--- EXERCISE MATERIALS Enclosed Below ---
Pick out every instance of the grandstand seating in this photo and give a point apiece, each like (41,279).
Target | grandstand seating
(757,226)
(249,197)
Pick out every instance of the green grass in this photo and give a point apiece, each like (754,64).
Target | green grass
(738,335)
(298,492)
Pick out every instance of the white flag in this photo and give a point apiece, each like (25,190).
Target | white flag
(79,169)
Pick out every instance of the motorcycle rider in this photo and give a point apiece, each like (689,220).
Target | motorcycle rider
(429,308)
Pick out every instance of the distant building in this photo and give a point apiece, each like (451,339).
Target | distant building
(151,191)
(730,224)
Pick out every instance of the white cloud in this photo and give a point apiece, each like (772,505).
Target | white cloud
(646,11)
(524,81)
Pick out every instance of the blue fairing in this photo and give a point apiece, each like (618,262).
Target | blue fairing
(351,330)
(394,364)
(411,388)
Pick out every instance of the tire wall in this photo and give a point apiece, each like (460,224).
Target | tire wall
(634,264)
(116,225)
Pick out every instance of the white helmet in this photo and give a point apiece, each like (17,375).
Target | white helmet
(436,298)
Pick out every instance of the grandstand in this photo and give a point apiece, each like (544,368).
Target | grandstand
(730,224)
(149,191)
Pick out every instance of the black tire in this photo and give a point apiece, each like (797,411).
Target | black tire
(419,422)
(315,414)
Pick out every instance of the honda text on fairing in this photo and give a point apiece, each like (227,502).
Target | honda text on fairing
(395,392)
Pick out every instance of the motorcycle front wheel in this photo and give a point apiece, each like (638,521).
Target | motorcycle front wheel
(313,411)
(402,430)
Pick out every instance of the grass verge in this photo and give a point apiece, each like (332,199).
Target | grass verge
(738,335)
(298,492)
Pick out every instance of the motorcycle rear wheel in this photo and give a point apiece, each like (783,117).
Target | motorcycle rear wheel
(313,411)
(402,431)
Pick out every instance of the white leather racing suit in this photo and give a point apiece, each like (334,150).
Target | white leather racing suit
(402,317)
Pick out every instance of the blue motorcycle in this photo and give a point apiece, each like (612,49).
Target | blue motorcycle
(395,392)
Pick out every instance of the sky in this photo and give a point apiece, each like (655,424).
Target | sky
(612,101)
--- End of Enclosed EXERCISE MATERIALS ---
--- EXERCISE MATERIALS Enclosed Below ---
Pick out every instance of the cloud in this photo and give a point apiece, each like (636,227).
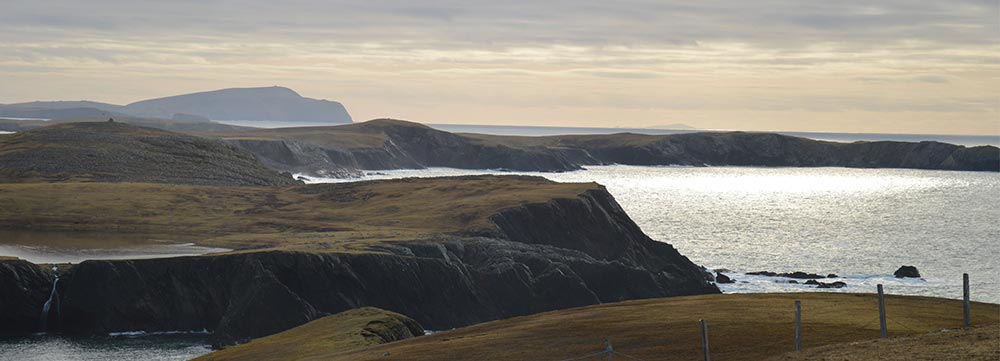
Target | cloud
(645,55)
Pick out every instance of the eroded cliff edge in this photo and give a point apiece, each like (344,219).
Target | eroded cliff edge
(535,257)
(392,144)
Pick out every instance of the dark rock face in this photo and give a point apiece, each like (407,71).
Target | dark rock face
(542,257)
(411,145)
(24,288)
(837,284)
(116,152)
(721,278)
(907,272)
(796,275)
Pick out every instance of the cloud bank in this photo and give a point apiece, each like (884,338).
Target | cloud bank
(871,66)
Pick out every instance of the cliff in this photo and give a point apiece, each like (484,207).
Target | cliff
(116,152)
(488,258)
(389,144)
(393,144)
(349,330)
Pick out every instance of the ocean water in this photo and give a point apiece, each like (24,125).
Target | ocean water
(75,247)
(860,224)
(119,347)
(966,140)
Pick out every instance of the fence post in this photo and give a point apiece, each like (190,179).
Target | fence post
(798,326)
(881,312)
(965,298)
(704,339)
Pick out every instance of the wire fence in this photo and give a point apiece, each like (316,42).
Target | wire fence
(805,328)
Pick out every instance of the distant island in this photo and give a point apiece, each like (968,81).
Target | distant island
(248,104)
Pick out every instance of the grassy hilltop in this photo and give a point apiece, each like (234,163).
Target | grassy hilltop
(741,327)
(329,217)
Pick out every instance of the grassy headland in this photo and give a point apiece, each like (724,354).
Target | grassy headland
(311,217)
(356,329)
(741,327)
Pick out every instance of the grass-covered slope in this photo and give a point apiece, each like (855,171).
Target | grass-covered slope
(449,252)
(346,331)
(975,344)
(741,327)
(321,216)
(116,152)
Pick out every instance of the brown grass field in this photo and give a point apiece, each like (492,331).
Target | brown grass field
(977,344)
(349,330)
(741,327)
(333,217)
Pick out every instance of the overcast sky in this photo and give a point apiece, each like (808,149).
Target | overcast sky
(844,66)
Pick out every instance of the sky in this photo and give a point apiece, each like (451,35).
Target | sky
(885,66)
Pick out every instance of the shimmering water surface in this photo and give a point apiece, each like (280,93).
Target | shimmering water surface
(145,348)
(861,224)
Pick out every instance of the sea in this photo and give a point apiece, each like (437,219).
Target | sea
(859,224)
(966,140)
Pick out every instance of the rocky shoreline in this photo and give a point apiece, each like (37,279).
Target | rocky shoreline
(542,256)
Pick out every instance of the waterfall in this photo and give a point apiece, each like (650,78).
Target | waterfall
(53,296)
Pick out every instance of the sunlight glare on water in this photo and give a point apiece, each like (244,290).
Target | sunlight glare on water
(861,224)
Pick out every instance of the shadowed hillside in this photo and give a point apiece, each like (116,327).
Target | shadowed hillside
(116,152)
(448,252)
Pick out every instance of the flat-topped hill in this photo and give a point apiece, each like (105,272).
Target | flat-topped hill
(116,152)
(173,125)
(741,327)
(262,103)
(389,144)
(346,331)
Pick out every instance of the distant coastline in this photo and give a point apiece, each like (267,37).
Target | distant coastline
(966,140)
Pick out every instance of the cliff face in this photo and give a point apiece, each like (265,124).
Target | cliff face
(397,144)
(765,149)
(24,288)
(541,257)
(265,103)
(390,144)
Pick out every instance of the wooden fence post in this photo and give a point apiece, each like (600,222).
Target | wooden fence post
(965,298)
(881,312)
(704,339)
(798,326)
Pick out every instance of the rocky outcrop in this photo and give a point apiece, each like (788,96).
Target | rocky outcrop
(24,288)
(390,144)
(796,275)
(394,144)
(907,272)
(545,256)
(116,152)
--- End of Enclosed EXERCISE MATERIALS ---
### [REQUIRED WORK]
Please transcribe exactly the lines above from the line that has "Pick out every instance of the grandstand seating" up to and including the line that has "Pick out every instance of the tire"; no other line belongs in the answer.

### [RESPONSE BELOW]
Pick out every instance of the grandstand seating in this photo and give a point apiece, each like (41,279).
Target | grandstand seating
(757,226)
(249,197)
Pick out every instance of the green grass in this photo and give a point apiece, each like (754,64).
Target | green grass
(738,335)
(298,492)
Pick out every instance of the white flag in this photo and give a point apiece, each like (25,190).
Target | white flag
(79,169)
Pick out every instance of the motorcycle rider in this photo and give a point apiece, each like (689,220).
Target | motorcycle rider
(429,308)
Pick out every instance of the distant building in this photo and give a point apiece, each like (451,339).
Target | distant building
(151,191)
(730,224)
Pick out every instance of the white cloud in this photo and give a point apiece, each like (772,505).
Target | white cloud
(646,11)
(524,81)
Pick out every instance of the blue fairing in this photo and give a point apiece, each like (618,262).
Target | blue fairing
(351,330)
(394,364)
(411,388)
Pick out every instance of the tire wall in this photo and give a point apiece, each like (460,224).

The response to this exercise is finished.